▸ **SET PROBLEM**
How many lines in the material below contain the word "uniform"? Give only the number.
— BEGIN INFORMATION SUPPLIED —
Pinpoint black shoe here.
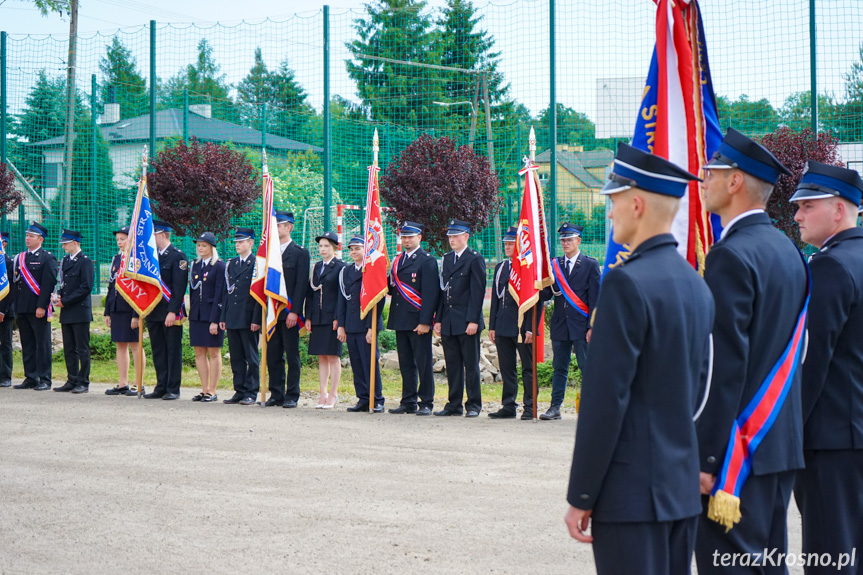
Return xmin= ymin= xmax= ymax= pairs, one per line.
xmin=434 ymin=408 xmax=466 ymax=417
xmin=539 ymin=405 xmax=560 ymax=421
xmin=390 ymin=405 xmax=417 ymax=415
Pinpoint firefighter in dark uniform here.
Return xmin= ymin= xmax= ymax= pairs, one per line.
xmin=14 ymin=222 xmax=57 ymax=391
xmin=539 ymin=222 xmax=600 ymax=420
xmin=488 ymin=226 xmax=533 ymax=419
xmin=265 ymin=211 xmax=311 ymax=408
xmin=434 ymin=220 xmax=485 ymax=417
xmin=566 ymin=144 xmax=714 ymax=575
xmin=0 ymin=232 xmax=15 ymax=387
xmin=219 ymin=228 xmax=262 ymax=405
xmin=336 ymin=236 xmax=386 ymax=413
xmin=696 ymin=129 xmax=808 ymax=575
xmin=387 ymin=222 xmax=440 ymax=415
xmin=54 ymin=230 xmax=95 ymax=393
xmin=144 ymin=219 xmax=189 ymax=400
xmin=791 ymin=161 xmax=863 ymax=573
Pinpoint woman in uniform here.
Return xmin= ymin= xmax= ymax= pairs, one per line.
xmin=189 ymin=232 xmax=225 ymax=403
xmin=105 ymin=226 xmax=146 ymax=395
xmin=306 ymin=232 xmax=345 ymax=409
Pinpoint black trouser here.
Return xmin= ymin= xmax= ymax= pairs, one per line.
xmin=794 ymin=449 xmax=863 ymax=575
xmin=695 ymin=471 xmax=795 ymax=575
xmin=440 ymin=331 xmax=482 ymax=411
xmin=591 ymin=515 xmax=701 ymax=575
xmin=60 ymin=322 xmax=90 ymax=387
xmin=18 ymin=313 xmax=51 ymax=386
xmin=494 ymin=335 xmax=533 ymax=411
xmin=226 ymin=328 xmax=261 ymax=399
xmin=261 ymin=315 xmax=300 ymax=405
xmin=396 ymin=330 xmax=434 ymax=408
xmin=0 ymin=318 xmax=15 ymax=383
xmin=147 ymin=320 xmax=183 ymax=395
xmin=347 ymin=332 xmax=384 ymax=406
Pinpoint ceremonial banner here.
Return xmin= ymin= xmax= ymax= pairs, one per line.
xmin=605 ymin=0 xmax=722 ymax=272
xmin=251 ymin=162 xmax=290 ymax=339
xmin=360 ymin=165 xmax=389 ymax=318
xmin=509 ymin=158 xmax=553 ymax=336
xmin=116 ymin=161 xmax=165 ymax=316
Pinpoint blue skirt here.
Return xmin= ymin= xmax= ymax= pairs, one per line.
xmin=189 ymin=319 xmax=225 ymax=347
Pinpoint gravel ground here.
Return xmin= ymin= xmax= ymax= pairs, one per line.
xmin=0 ymin=384 xmax=800 ymax=574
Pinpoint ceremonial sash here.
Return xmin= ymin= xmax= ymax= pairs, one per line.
xmin=707 ymin=260 xmax=812 ymax=532
xmin=18 ymin=252 xmax=54 ymax=321
xmin=551 ymin=258 xmax=590 ymax=317
xmin=392 ymin=257 xmax=423 ymax=309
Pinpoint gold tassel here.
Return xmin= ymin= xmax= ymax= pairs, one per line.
xmin=707 ymin=490 xmax=741 ymax=533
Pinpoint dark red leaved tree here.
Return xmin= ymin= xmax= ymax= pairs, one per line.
xmin=761 ymin=126 xmax=844 ymax=247
xmin=381 ymin=134 xmax=500 ymax=253
xmin=0 ymin=162 xmax=24 ymax=214
xmin=147 ymin=138 xmax=261 ymax=238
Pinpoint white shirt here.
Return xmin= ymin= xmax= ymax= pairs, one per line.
xmin=719 ymin=208 xmax=764 ymax=240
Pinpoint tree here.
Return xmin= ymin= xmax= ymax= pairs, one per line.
xmin=99 ymin=36 xmax=148 ymax=119
xmin=380 ymin=134 xmax=500 ymax=253
xmin=345 ymin=0 xmax=444 ymax=126
xmin=716 ymin=94 xmax=779 ymax=136
xmin=147 ymin=138 xmax=261 ymax=238
xmin=159 ymin=38 xmax=239 ymax=122
xmin=237 ymin=48 xmax=315 ymax=140
xmin=761 ymin=126 xmax=843 ymax=247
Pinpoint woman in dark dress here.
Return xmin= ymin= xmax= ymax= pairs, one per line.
xmin=189 ymin=232 xmax=225 ymax=403
xmin=105 ymin=226 xmax=144 ymax=395
xmin=306 ymin=232 xmax=345 ymax=409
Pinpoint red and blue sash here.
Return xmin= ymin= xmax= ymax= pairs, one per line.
xmin=551 ymin=258 xmax=590 ymax=317
xmin=707 ymin=254 xmax=812 ymax=531
xmin=392 ymin=256 xmax=423 ymax=309
xmin=18 ymin=252 xmax=54 ymax=321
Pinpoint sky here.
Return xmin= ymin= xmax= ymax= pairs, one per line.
xmin=0 ymin=0 xmax=863 ymax=134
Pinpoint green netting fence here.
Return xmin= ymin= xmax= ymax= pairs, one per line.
xmin=0 ymin=0 xmax=863 ymax=286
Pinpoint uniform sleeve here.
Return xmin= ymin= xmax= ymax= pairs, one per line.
xmin=566 ymin=270 xmax=648 ymax=510
xmin=700 ymin=246 xmax=755 ymax=474
xmin=419 ymin=256 xmax=443 ymax=325
xmin=802 ymin=254 xmax=857 ymax=424
xmin=168 ymin=251 xmax=189 ymax=314
xmin=210 ymin=260 xmax=225 ymax=323
xmin=488 ymin=262 xmax=506 ymax=331
xmin=36 ymin=252 xmax=57 ymax=309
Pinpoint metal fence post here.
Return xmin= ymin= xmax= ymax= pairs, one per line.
xmin=809 ymin=0 xmax=818 ymax=135
xmin=148 ymin=20 xmax=156 ymax=171
xmin=546 ymin=0 xmax=557 ymax=257
xmin=324 ymin=5 xmax=333 ymax=231
xmin=90 ymin=74 xmax=102 ymax=294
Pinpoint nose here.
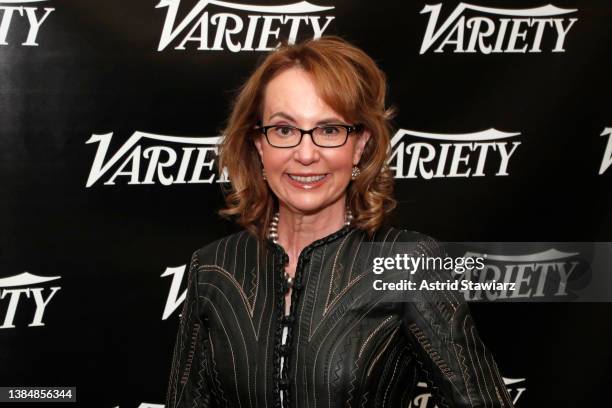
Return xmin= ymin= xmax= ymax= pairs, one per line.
xmin=293 ymin=133 xmax=319 ymax=165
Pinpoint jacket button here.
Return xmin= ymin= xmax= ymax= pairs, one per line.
xmin=281 ymin=316 xmax=295 ymax=324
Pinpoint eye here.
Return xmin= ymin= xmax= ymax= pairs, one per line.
xmin=321 ymin=126 xmax=340 ymax=136
xmin=274 ymin=126 xmax=293 ymax=136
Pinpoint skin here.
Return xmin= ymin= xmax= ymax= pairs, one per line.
xmin=255 ymin=67 xmax=370 ymax=310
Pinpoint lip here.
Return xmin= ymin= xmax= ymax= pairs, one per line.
xmin=283 ymin=173 xmax=329 ymax=190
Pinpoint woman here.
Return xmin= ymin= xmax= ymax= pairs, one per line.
xmin=166 ymin=37 xmax=512 ymax=408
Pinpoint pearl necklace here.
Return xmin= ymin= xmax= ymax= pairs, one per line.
xmin=268 ymin=207 xmax=353 ymax=288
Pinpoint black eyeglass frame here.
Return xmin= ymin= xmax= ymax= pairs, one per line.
xmin=255 ymin=123 xmax=364 ymax=149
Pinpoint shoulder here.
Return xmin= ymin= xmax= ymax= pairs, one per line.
xmin=361 ymin=226 xmax=441 ymax=249
xmin=356 ymin=226 xmax=445 ymax=256
xmin=192 ymin=230 xmax=259 ymax=266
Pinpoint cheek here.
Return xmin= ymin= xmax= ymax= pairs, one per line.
xmin=263 ymin=147 xmax=291 ymax=175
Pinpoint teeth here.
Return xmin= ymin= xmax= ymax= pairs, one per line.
xmin=289 ymin=174 xmax=325 ymax=183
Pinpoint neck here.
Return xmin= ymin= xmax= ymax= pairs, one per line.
xmin=278 ymin=197 xmax=346 ymax=265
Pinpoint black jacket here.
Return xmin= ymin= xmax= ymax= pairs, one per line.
xmin=166 ymin=227 xmax=512 ymax=408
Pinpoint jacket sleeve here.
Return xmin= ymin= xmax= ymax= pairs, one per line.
xmin=402 ymin=237 xmax=513 ymax=408
xmin=166 ymin=251 xmax=213 ymax=408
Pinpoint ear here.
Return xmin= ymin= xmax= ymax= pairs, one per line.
xmin=353 ymin=130 xmax=371 ymax=166
xmin=253 ymin=135 xmax=263 ymax=162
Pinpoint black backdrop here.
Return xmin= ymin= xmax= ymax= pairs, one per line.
xmin=0 ymin=0 xmax=612 ymax=407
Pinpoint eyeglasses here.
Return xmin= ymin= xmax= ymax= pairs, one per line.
xmin=256 ymin=124 xmax=364 ymax=148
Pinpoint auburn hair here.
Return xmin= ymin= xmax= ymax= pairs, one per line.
xmin=218 ymin=36 xmax=397 ymax=240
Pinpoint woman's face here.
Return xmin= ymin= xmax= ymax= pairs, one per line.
xmin=253 ymin=68 xmax=370 ymax=214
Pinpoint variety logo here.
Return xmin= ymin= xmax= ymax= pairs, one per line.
xmin=420 ymin=3 xmax=578 ymax=54
xmin=161 ymin=265 xmax=187 ymax=320
xmin=155 ymin=0 xmax=335 ymax=52
xmin=408 ymin=377 xmax=527 ymax=408
xmin=0 ymin=272 xmax=61 ymax=329
xmin=599 ymin=128 xmax=612 ymax=175
xmin=85 ymin=131 xmax=228 ymax=187
xmin=464 ymin=248 xmax=590 ymax=301
xmin=389 ymin=129 xmax=521 ymax=180
xmin=0 ymin=0 xmax=55 ymax=47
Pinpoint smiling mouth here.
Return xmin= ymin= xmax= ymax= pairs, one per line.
xmin=287 ymin=173 xmax=327 ymax=183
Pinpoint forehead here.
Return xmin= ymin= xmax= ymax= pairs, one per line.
xmin=263 ymin=67 xmax=344 ymax=122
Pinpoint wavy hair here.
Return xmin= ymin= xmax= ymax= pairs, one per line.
xmin=218 ymin=36 xmax=397 ymax=239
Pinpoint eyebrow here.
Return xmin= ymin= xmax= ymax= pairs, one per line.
xmin=268 ymin=112 xmax=344 ymax=126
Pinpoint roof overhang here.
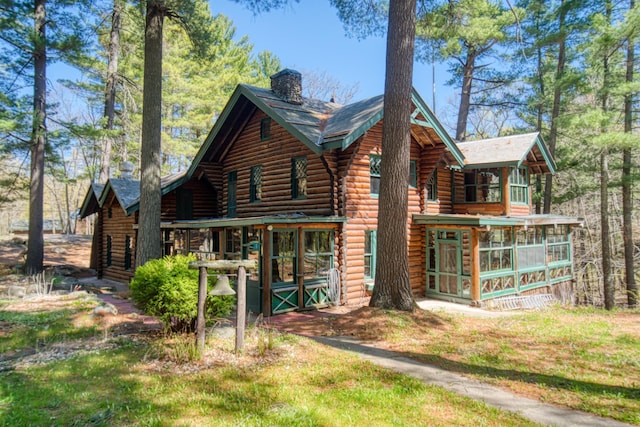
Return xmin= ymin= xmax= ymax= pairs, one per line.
xmin=412 ymin=214 xmax=584 ymax=228
xmin=161 ymin=215 xmax=347 ymax=229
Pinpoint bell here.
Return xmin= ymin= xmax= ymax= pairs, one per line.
xmin=209 ymin=274 xmax=236 ymax=296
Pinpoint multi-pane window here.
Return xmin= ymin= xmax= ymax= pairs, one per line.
xmin=106 ymin=236 xmax=113 ymax=267
xmin=409 ymin=160 xmax=418 ymax=188
xmin=369 ymin=154 xmax=382 ymax=196
xmin=546 ymin=225 xmax=571 ymax=263
xmin=249 ymin=165 xmax=262 ymax=202
xmin=425 ymin=170 xmax=438 ymax=201
xmin=260 ymin=117 xmax=271 ymax=141
xmin=364 ymin=230 xmax=377 ymax=280
xmin=291 ymin=157 xmax=307 ymax=199
xmin=227 ymin=171 xmax=238 ymax=218
xmin=271 ymin=230 xmax=297 ymax=284
xmin=509 ymin=168 xmax=529 ymax=204
xmin=478 ymin=227 xmax=513 ymax=271
xmin=464 ymin=168 xmax=502 ymax=203
xmin=224 ymin=228 xmax=242 ymax=260
xmin=176 ymin=188 xmax=193 ymax=219
xmin=304 ymin=230 xmax=333 ymax=281
xmin=124 ymin=235 xmax=132 ymax=270
xmin=516 ymin=227 xmax=546 ymax=269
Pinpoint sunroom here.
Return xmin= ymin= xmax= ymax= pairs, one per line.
xmin=413 ymin=215 xmax=581 ymax=305
xmin=162 ymin=215 xmax=345 ymax=316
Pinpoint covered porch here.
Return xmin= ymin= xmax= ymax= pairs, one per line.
xmin=413 ymin=215 xmax=582 ymax=305
xmin=162 ymin=215 xmax=346 ymax=316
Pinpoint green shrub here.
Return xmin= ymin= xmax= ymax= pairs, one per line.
xmin=129 ymin=255 xmax=235 ymax=332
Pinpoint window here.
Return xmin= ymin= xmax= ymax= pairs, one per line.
xmin=260 ymin=117 xmax=271 ymax=141
xmin=224 ymin=228 xmax=242 ymax=260
xmin=176 ymin=188 xmax=193 ymax=219
xmin=478 ymin=227 xmax=513 ymax=272
xmin=249 ymin=165 xmax=262 ymax=202
xmin=509 ymin=168 xmax=529 ymax=204
xmin=546 ymin=225 xmax=571 ymax=263
xmin=271 ymin=230 xmax=297 ymax=285
xmin=464 ymin=168 xmax=502 ymax=203
xmin=516 ymin=227 xmax=546 ymax=269
xmin=369 ymin=154 xmax=382 ymax=196
xmin=291 ymin=157 xmax=307 ymax=199
xmin=409 ymin=160 xmax=418 ymax=188
xmin=106 ymin=236 xmax=113 ymax=267
xmin=124 ymin=235 xmax=132 ymax=270
xmin=426 ymin=170 xmax=438 ymax=202
xmin=364 ymin=230 xmax=377 ymax=280
xmin=227 ymin=171 xmax=238 ymax=218
xmin=304 ymin=230 xmax=333 ymax=283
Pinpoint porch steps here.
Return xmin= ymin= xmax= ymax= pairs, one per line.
xmin=485 ymin=294 xmax=556 ymax=310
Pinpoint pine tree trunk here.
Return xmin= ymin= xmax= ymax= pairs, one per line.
xmin=370 ymin=0 xmax=416 ymax=311
xmin=136 ymin=0 xmax=166 ymax=266
xmin=622 ymin=0 xmax=638 ymax=308
xmin=99 ymin=0 xmax=122 ymax=182
xmin=600 ymin=0 xmax=616 ymax=310
xmin=25 ymin=0 xmax=47 ymax=275
xmin=542 ymin=1 xmax=567 ymax=214
xmin=456 ymin=50 xmax=476 ymax=141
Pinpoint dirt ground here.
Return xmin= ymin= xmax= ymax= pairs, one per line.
xmin=0 ymin=234 xmax=91 ymax=269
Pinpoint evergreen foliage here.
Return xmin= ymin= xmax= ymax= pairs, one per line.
xmin=129 ymin=255 xmax=235 ymax=332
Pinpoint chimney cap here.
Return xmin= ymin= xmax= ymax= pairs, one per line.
xmin=271 ymin=68 xmax=302 ymax=105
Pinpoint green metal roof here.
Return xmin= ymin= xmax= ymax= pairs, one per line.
xmin=162 ymin=214 xmax=347 ymax=228
xmin=412 ymin=214 xmax=584 ymax=227
xmin=187 ymin=85 xmax=464 ymax=177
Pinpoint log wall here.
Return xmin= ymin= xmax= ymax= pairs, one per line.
xmin=98 ymin=193 xmax=136 ymax=283
xmin=338 ymin=123 xmax=425 ymax=304
xmin=223 ymin=110 xmax=332 ymax=218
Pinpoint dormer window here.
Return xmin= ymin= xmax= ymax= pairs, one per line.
xmin=509 ymin=168 xmax=529 ymax=205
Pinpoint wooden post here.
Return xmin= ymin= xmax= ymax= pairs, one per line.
xmin=236 ymin=266 xmax=247 ymax=353
xmin=196 ymin=266 xmax=207 ymax=357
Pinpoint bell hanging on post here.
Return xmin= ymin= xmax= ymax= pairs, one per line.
xmin=209 ymin=274 xmax=236 ymax=296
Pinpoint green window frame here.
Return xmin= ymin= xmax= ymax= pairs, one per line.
xmin=124 ymin=234 xmax=133 ymax=270
xmin=106 ymin=236 xmax=113 ymax=267
xmin=224 ymin=227 xmax=242 ymax=260
xmin=425 ymin=170 xmax=438 ymax=202
xmin=364 ymin=230 xmax=378 ymax=280
xmin=227 ymin=171 xmax=238 ymax=218
xmin=291 ymin=157 xmax=307 ymax=199
xmin=478 ymin=227 xmax=514 ymax=273
xmin=509 ymin=167 xmax=529 ymax=205
xmin=545 ymin=224 xmax=571 ymax=264
xmin=303 ymin=230 xmax=334 ymax=283
xmin=464 ymin=168 xmax=502 ymax=203
xmin=249 ymin=165 xmax=262 ymax=203
xmin=369 ymin=154 xmax=382 ymax=197
xmin=176 ymin=188 xmax=193 ymax=219
xmin=260 ymin=117 xmax=271 ymax=141
xmin=409 ymin=160 xmax=418 ymax=188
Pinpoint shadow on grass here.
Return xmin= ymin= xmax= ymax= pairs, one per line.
xmin=313 ymin=337 xmax=640 ymax=401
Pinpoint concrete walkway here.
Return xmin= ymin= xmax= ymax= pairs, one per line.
xmin=312 ymin=337 xmax=631 ymax=427
xmin=77 ymin=279 xmax=632 ymax=427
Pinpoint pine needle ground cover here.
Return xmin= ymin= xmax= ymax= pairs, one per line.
xmin=0 ymin=299 xmax=532 ymax=426
xmin=316 ymin=307 xmax=640 ymax=425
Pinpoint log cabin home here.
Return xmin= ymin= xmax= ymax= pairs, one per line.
xmin=81 ymin=69 xmax=580 ymax=316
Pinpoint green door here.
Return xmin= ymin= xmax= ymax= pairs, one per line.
xmin=427 ymin=229 xmax=471 ymax=299
xmin=271 ymin=229 xmax=299 ymax=314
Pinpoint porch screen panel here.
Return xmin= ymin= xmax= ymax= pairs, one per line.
xmin=304 ymin=230 xmax=333 ymax=283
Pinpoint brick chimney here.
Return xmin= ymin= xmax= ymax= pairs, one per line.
xmin=120 ymin=160 xmax=134 ymax=179
xmin=271 ymin=68 xmax=302 ymax=105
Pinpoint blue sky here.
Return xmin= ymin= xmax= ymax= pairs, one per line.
xmin=209 ymin=0 xmax=456 ymax=112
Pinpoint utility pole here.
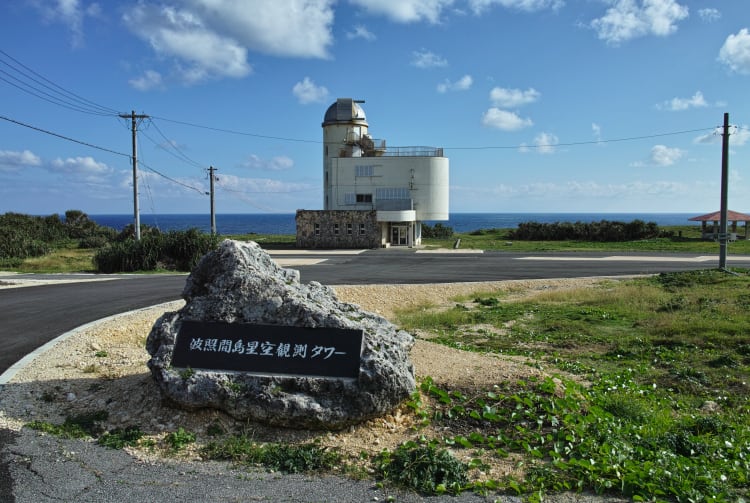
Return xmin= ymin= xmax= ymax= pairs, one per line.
xmin=208 ymin=166 xmax=217 ymax=236
xmin=120 ymin=110 xmax=148 ymax=241
xmin=719 ymin=113 xmax=729 ymax=270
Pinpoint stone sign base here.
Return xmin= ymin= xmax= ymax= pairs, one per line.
xmin=146 ymin=240 xmax=415 ymax=429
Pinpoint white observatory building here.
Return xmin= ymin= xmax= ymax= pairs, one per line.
xmin=296 ymin=98 xmax=449 ymax=248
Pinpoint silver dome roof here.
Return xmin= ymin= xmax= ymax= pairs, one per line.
xmin=323 ymin=98 xmax=367 ymax=126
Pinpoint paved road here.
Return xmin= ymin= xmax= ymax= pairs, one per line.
xmin=0 ymin=274 xmax=186 ymax=373
xmin=0 ymin=250 xmax=750 ymax=503
xmin=0 ymin=249 xmax=750 ymax=373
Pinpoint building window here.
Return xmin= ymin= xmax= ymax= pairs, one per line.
xmin=375 ymin=187 xmax=411 ymax=201
xmin=354 ymin=164 xmax=375 ymax=176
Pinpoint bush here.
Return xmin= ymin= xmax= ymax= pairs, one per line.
xmin=508 ymin=220 xmax=662 ymax=242
xmin=0 ymin=210 xmax=115 ymax=265
xmin=375 ymin=442 xmax=469 ymax=494
xmin=94 ymin=229 xmax=218 ymax=274
xmin=422 ymin=223 xmax=453 ymax=239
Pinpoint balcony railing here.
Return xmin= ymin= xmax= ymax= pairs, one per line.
xmin=366 ymin=147 xmax=443 ymax=157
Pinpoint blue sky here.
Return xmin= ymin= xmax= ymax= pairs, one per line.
xmin=0 ymin=0 xmax=750 ymax=214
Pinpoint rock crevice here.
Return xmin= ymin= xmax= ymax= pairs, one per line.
xmin=146 ymin=240 xmax=415 ymax=429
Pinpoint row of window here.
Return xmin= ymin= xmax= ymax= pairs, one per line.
xmin=314 ymin=223 xmax=367 ymax=236
xmin=344 ymin=187 xmax=411 ymax=204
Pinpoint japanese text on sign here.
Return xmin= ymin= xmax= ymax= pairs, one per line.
xmin=172 ymin=321 xmax=362 ymax=377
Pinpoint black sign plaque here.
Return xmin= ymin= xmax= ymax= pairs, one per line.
xmin=172 ymin=320 xmax=363 ymax=378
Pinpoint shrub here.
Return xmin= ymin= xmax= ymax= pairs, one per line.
xmin=94 ymin=229 xmax=219 ymax=273
xmin=508 ymin=220 xmax=661 ymax=242
xmin=422 ymin=223 xmax=453 ymax=239
xmin=375 ymin=442 xmax=469 ymax=494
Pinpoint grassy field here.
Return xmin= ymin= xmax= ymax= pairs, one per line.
xmin=399 ymin=270 xmax=750 ymax=501
xmin=6 ymin=226 xmax=750 ymax=273
xmin=13 ymin=228 xmax=750 ymax=502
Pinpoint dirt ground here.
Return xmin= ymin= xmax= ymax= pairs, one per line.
xmin=0 ymin=278 xmax=620 ymax=484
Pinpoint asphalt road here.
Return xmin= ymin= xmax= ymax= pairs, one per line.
xmin=0 ymin=250 xmax=750 ymax=503
xmin=0 ymin=249 xmax=750 ymax=373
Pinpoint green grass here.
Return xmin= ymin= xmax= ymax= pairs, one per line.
xmin=5 ymin=234 xmax=295 ymax=273
xmin=399 ymin=270 xmax=750 ymax=501
xmin=422 ymin=225 xmax=750 ymax=255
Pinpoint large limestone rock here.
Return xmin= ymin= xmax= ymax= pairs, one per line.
xmin=146 ymin=240 xmax=415 ymax=429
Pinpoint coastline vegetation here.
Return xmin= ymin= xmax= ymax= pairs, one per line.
xmin=8 ymin=211 xmax=750 ymax=502
xmin=388 ymin=270 xmax=750 ymax=501
xmin=0 ymin=210 xmax=750 ymax=273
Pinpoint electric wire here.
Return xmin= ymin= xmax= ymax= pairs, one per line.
xmin=0 ymin=70 xmax=111 ymax=116
xmin=443 ymin=127 xmax=716 ymax=150
xmin=0 ymin=115 xmax=132 ymax=159
xmin=148 ymin=119 xmax=204 ymax=169
xmin=138 ymin=159 xmax=206 ymax=196
xmin=152 ymin=116 xmax=322 ymax=144
xmin=0 ymin=49 xmax=118 ymax=115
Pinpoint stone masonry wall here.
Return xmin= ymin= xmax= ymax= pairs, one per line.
xmin=296 ymin=210 xmax=380 ymax=248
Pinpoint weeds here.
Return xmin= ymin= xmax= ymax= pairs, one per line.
xmin=400 ymin=271 xmax=750 ymax=501
xmin=374 ymin=442 xmax=469 ymax=494
xmin=201 ymin=435 xmax=341 ymax=473
xmin=97 ymin=426 xmax=143 ymax=449
xmin=27 ymin=410 xmax=109 ymax=438
xmin=164 ymin=427 xmax=195 ymax=452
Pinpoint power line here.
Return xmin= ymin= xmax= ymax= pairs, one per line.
xmin=149 ymin=119 xmax=204 ymax=169
xmin=0 ymin=111 xmax=205 ymax=195
xmin=153 ymin=116 xmax=323 ymax=144
xmin=138 ymin=161 xmax=206 ymax=196
xmin=0 ymin=49 xmax=118 ymax=115
xmin=0 ymin=115 xmax=130 ymax=159
xmin=443 ymin=127 xmax=716 ymax=150
xmin=154 ymin=113 xmax=716 ymax=150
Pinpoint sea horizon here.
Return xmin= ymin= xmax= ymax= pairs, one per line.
xmin=89 ymin=212 xmax=699 ymax=235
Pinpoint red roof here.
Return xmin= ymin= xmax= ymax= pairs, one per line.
xmin=688 ymin=210 xmax=750 ymax=222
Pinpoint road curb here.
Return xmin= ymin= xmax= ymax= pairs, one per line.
xmin=0 ymin=300 xmax=177 ymax=388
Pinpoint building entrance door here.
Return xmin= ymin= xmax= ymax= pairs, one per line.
xmin=391 ymin=225 xmax=409 ymax=246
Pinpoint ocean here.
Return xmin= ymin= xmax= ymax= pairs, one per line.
xmin=89 ymin=213 xmax=696 ymax=235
— END INFORMATION SUPPLIED —
▸ **WRITTEN ANSWER**
3